→ **Work to complete**: Count the lines of the listing that contain the string "shrub", and give only that number.

→ **Provided entries**:
+++

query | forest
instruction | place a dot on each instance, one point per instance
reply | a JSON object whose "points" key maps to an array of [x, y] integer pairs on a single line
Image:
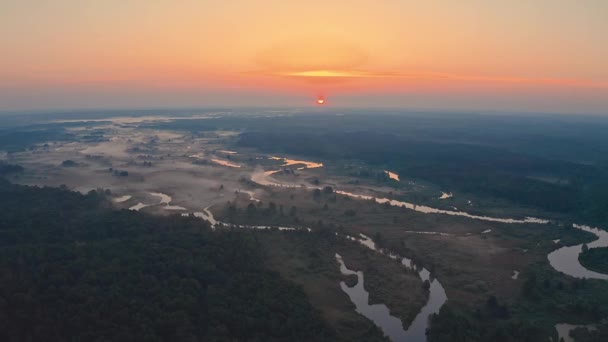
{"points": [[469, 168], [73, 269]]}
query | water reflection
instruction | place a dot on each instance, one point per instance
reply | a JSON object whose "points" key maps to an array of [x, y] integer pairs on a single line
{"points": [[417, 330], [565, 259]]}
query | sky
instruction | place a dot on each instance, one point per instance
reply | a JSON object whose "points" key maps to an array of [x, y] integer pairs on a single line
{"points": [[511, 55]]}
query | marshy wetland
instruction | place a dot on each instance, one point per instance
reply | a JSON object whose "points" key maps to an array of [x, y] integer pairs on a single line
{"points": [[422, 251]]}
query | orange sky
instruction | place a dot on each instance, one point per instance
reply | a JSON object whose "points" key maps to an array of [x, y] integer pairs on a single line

+++

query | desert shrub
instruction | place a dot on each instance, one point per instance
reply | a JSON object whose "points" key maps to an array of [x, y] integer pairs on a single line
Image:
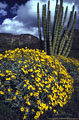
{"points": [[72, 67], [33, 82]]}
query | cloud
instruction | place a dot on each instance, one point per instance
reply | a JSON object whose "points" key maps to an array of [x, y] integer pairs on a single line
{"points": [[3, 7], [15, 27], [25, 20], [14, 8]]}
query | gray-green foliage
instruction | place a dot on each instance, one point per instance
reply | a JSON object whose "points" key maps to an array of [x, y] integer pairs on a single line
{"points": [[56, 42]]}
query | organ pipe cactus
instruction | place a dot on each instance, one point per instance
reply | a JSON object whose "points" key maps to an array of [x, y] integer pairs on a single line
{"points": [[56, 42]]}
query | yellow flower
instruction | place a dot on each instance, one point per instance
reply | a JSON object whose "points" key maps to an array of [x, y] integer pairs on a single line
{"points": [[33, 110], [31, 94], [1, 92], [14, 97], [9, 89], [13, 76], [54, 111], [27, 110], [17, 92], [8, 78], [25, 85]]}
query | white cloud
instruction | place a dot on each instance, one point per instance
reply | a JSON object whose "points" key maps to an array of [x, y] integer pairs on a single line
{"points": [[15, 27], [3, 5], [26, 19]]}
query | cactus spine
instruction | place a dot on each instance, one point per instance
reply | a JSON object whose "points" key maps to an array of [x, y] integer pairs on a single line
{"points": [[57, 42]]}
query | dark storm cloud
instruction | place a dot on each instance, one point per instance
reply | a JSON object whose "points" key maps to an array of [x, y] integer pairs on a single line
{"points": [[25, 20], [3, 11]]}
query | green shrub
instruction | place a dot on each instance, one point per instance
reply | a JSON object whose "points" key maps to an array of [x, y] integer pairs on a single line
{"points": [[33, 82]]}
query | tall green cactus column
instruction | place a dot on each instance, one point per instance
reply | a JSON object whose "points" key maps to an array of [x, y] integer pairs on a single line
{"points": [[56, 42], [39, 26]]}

+++

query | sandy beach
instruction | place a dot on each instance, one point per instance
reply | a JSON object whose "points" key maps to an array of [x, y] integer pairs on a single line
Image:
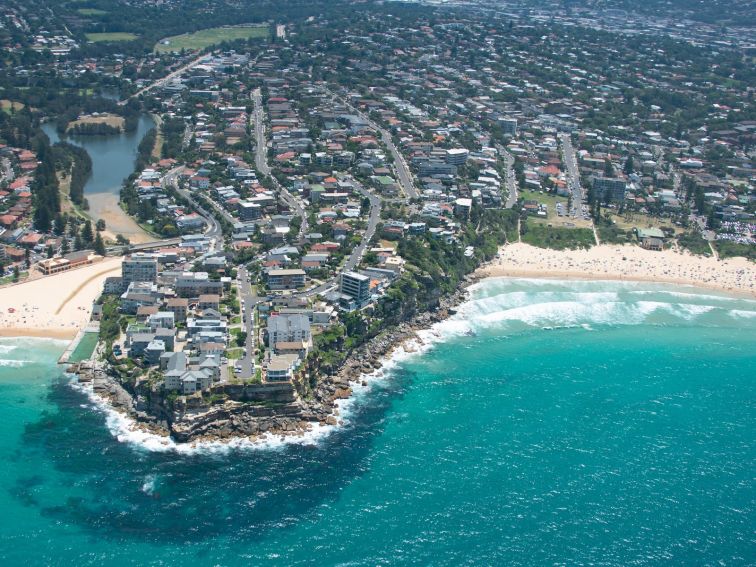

+++

→ **Problem solution**: 2